● DOCUMENT SECTION
* * * * * * * * *
The word Morgul- is first introduced in the Lord of the Rings exactly like a piece of bafflegab in some modern fantasy of which no-one could possibly know the exact meaning. Of course Tolkien probably would, since he had invented Sindarin but the reader would not. And possibly at that time Tolkien would not yet have imagined Minas Morgul which only comes in later.

But then Tolkien changes his mind on many issues later, for example, the backstory of Galadriel including the meaning of Celeborn’s name.

In short, when the tale tells us that Gandalf uses the word Morgul-knife but does not tell exactly what he meant by it, either literally ‘black sorcery’ or the derived name applied in Gondor to Minas Ithil. Both work in the final account. I had at some point in my rereading automatically assumed the ‘black sorcery’ meaning. You at some point assumed the ‘Minas Morgul’ meaning.

Neither of was particularly aware that the other meaning might be applied here.

But once aware of both meanings, I find it impossible to choose between them. Both work.
* * * * * * * * *
● RAW DATA

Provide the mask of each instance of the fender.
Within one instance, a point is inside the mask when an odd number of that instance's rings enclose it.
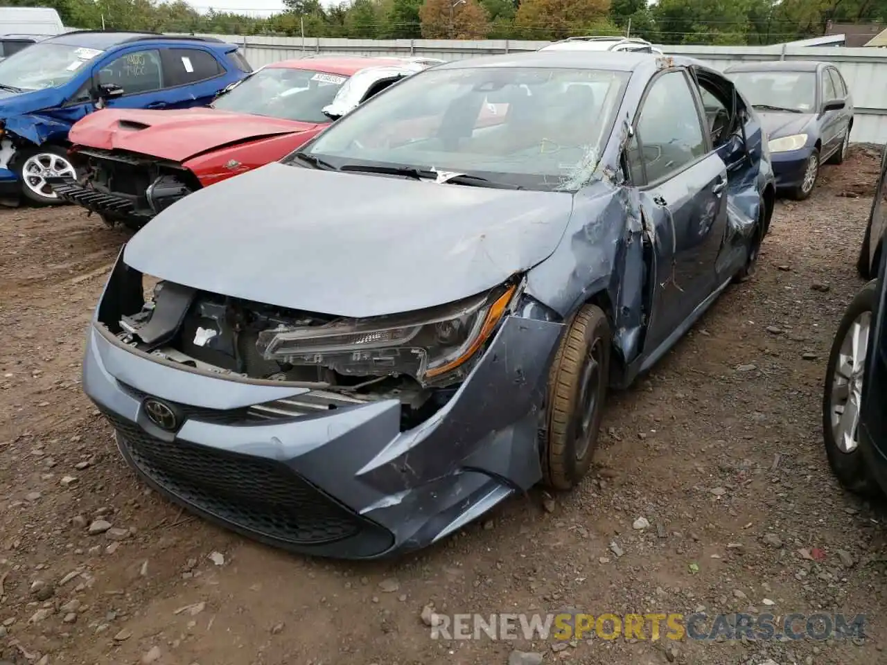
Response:
[[[38,113],[13,115],[6,119],[6,131],[24,138],[35,145],[48,141],[66,142],[71,123]]]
* * * * * * * * *
● TO DO
(1) According to the passage on the word Morgul, whose backstory is cited as an example of Tolkien later changing his mind?
(2) Continue the passage on the word Morgul after its final sentence.
The lines above are material separate from the passage on the word Morgul.

● THE REPLIES
(1) Galadriel's, including the meaning of Celeborn's name.

(2)
Gandalf’s mention of the Morgul-knife appears to first arise in the Fourth Phase version of Frodo’s conversation with Gandalf at Rivendell, although Christopher Tolkien does not present that part of the story. Christopher Tolkien does say in The Treason of Isengard (HOME 7), page 82, that the text is then as in FR except for places where Christopher Tolkien indicates differences. But Minas Morgul is not mentioned in the Council of Elrond for two more versions of the Council. In the version of the Council written to go with this version of the conversation between Frodo and Gandalf even Minas Tirith only appears in a late pencilled change to the manuscript.